(Beginning of Working data)
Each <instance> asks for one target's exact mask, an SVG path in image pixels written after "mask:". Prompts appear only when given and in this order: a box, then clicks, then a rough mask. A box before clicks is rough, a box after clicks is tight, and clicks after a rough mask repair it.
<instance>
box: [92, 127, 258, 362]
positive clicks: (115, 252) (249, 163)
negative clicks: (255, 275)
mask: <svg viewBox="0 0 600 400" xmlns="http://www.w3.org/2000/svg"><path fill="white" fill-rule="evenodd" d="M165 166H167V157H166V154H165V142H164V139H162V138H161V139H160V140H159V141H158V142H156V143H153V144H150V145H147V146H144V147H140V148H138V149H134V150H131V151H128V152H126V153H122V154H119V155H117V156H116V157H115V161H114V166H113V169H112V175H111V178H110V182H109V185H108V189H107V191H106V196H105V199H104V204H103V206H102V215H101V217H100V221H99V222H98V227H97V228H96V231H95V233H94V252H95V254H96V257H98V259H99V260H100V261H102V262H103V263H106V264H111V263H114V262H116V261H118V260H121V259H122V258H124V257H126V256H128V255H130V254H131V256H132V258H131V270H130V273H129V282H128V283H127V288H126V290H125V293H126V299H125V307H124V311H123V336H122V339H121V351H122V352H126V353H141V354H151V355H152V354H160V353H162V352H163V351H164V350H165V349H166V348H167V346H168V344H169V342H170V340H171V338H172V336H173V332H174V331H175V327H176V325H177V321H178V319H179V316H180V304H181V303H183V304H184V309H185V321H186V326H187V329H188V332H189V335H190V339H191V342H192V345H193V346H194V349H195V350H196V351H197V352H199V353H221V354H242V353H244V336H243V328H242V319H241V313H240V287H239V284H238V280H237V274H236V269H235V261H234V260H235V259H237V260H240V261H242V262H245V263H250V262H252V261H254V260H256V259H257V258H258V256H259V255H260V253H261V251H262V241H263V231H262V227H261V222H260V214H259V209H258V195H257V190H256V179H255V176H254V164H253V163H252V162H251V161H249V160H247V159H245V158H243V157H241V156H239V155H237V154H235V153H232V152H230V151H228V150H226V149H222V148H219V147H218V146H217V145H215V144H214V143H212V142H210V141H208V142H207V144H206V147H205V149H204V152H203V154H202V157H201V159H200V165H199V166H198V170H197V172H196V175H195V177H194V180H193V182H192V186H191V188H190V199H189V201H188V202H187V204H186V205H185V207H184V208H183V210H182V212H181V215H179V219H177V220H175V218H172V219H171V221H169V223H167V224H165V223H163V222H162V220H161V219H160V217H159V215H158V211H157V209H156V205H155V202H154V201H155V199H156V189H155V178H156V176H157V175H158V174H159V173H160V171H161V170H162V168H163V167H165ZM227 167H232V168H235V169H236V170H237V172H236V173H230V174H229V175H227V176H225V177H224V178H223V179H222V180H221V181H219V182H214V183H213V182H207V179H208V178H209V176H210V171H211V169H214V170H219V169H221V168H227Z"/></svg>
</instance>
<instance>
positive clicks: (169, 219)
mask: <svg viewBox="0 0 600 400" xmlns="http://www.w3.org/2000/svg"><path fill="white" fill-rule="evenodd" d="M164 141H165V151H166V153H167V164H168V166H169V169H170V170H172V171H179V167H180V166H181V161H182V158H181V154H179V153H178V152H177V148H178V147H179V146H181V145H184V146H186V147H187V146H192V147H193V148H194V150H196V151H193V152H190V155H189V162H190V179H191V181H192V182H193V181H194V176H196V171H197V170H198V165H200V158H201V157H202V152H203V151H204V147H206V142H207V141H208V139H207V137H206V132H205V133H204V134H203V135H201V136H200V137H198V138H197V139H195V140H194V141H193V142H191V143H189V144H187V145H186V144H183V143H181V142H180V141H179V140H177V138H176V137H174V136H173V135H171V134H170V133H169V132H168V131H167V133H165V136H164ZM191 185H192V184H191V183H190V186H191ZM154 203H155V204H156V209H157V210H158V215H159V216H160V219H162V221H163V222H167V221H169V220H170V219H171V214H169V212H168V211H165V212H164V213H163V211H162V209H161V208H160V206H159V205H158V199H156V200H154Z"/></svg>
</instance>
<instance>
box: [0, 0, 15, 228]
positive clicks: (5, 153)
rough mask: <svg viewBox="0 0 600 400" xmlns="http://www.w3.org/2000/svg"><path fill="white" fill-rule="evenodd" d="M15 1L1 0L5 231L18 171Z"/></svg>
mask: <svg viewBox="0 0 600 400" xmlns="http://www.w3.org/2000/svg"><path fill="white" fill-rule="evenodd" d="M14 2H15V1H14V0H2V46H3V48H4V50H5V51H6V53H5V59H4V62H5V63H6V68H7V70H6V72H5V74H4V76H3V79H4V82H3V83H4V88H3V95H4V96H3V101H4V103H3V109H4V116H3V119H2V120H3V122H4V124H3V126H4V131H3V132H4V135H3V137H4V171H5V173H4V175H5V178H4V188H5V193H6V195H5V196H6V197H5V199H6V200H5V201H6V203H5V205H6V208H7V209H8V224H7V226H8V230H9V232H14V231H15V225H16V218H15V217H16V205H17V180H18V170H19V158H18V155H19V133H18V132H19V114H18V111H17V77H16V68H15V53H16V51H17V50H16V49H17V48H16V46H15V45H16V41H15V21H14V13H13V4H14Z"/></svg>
(End of Working data)
### Assignment
Copy the whole listing out exactly, so that every line matches what is above.

### Completed exercise
Each <instance> asks for one target's exact mask, an SVG path in image pixels written after "mask:". Prompts appear only when given and in this order: a box, then clicks, then a rough mask. A box before clicks is rough, a box after clicks is tight, and clicks after a rough mask repair it.
<instance>
box: [92, 127, 258, 362]
positive clicks: (115, 252) (249, 163)
negative clicks: (255, 275)
mask: <svg viewBox="0 0 600 400" xmlns="http://www.w3.org/2000/svg"><path fill="white" fill-rule="evenodd" d="M165 166H167V157H166V154H165V142H164V139H162V138H161V139H160V140H159V141H158V142H156V143H153V144H150V145H147V146H144V147H140V148H138V149H134V150H131V151H128V152H126V153H122V154H119V155H117V156H116V157H115V161H114V166H113V169H112V175H111V178H110V182H109V185H108V189H107V191H106V196H105V199H104V204H103V206H102V215H101V217H100V221H99V222H98V227H97V228H96V231H95V233H94V252H95V254H96V257H98V259H99V260H100V261H102V262H103V263H106V264H111V263H114V262H116V261H118V260H121V259H122V258H124V257H126V256H128V255H130V254H131V256H132V258H131V270H130V273H129V282H128V283H127V288H126V290H125V293H126V299H125V307H124V311H123V336H122V339H121V351H122V352H126V353H141V354H151V355H152V354H160V353H162V352H163V351H164V350H165V349H166V348H167V346H168V344H169V342H170V340H171V338H172V336H173V332H174V331H175V327H176V325H177V321H178V319H179V316H180V304H181V303H183V304H184V309H185V321H186V326H187V329H188V332H189V335H190V339H191V342H192V345H193V346H194V349H195V350H196V351H197V352H199V353H221V354H242V353H244V336H243V328H242V319H241V313H240V287H239V284H238V280H237V274H236V269H235V261H234V260H235V259H237V260H240V261H242V262H245V263H250V262H252V261H254V260H256V259H257V258H258V256H259V255H260V253H261V251H262V241H263V231H262V227H261V222H260V214H259V209H258V195H257V190H256V179H255V176H254V164H253V163H252V162H251V161H249V160H247V159H245V158H243V157H241V156H239V155H237V154H235V153H232V152H230V151H228V150H226V149H222V148H219V147H218V146H217V145H215V144H214V143H212V142H210V141H208V142H207V144H206V147H205V149H204V152H203V154H202V157H201V159H200V165H199V166H198V170H197V172H196V175H195V177H194V180H193V182H192V186H191V188H190V199H189V201H188V202H187V204H186V205H185V207H184V208H183V210H182V212H181V215H179V219H177V220H175V218H172V219H171V221H169V223H167V224H165V223H163V222H162V220H161V219H160V217H159V215H158V211H157V209H156V205H155V202H154V201H155V199H156V189H155V178H156V176H157V175H158V174H159V173H160V171H161V170H162V168H163V167H165ZM227 167H232V168H235V169H236V170H237V172H236V173H230V174H229V175H227V176H225V177H224V178H223V179H222V180H221V181H219V182H214V183H213V182H207V179H208V178H209V176H210V171H211V169H214V170H219V169H221V168H227Z"/></svg>
</instance>
<instance>
positive clicks: (169, 219)
mask: <svg viewBox="0 0 600 400" xmlns="http://www.w3.org/2000/svg"><path fill="white" fill-rule="evenodd" d="M164 141H165V151H166V153H167V164H168V166H169V169H170V170H172V171H179V167H180V166H181V161H182V158H181V154H179V153H178V152H177V148H178V147H179V146H181V145H184V146H186V147H187V146H192V147H193V148H194V150H196V151H193V152H190V155H189V162H190V179H191V181H192V182H193V181H194V176H196V171H197V170H198V165H200V158H201V157H202V152H203V151H204V147H206V142H207V141H208V139H207V137H206V132H205V133H204V134H203V135H201V136H200V137H198V138H197V139H195V140H194V141H193V142H191V143H189V144H187V145H186V144H183V143H181V142H180V141H179V140H177V138H176V137H174V136H173V135H171V134H170V133H169V132H168V131H167V133H165V136H164ZM191 185H192V184H191V183H190V186H191ZM154 203H155V204H156V209H157V210H158V215H159V216H160V219H162V221H163V222H167V221H169V220H170V219H171V214H169V212H168V211H165V212H164V213H163V211H162V209H161V208H160V206H159V205H158V199H156V200H154Z"/></svg>
</instance>
<instance>
box: [0, 0, 15, 228]
positive clicks: (5, 153)
rough mask: <svg viewBox="0 0 600 400" xmlns="http://www.w3.org/2000/svg"><path fill="white" fill-rule="evenodd" d="M15 1L1 0L5 231L18 171Z"/></svg>
mask: <svg viewBox="0 0 600 400" xmlns="http://www.w3.org/2000/svg"><path fill="white" fill-rule="evenodd" d="M14 2H15V1H14V0H2V46H3V48H4V50H5V51H6V53H5V59H4V62H5V63H6V68H7V70H6V72H5V74H4V76H3V79H4V82H3V83H4V88H3V95H4V96H3V101H4V103H3V109H4V116H3V119H2V120H3V122H4V124H3V126H4V131H3V132H4V135H3V137H4V171H5V173H4V175H5V178H4V188H5V193H6V195H5V196H6V197H5V199H6V200H5V201H6V203H5V205H6V208H7V209H8V224H7V226H8V230H9V232H14V231H15V225H16V218H15V217H16V205H17V180H18V170H19V158H18V155H19V133H18V132H19V114H18V111H17V77H16V68H15V53H16V51H17V50H16V49H17V48H16V46H15V45H16V41H15V21H14V13H13V4H14Z"/></svg>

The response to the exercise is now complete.